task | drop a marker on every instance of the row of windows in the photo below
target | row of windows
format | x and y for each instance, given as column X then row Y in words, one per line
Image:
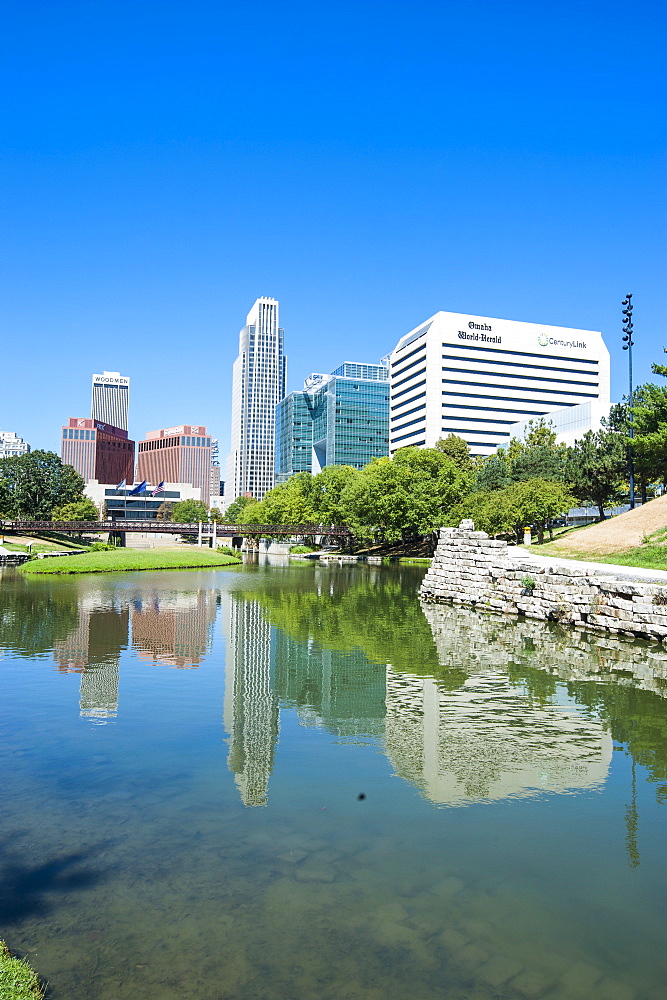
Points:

> Task prompt: From the line that contains "format | x and" through the last line of the listing, copy each line exactly; both end lines stay in, and pictures stay out.

> Expected answer:
format | x and y for each instance, given as column X then row Y in words, one per line
Image:
Points:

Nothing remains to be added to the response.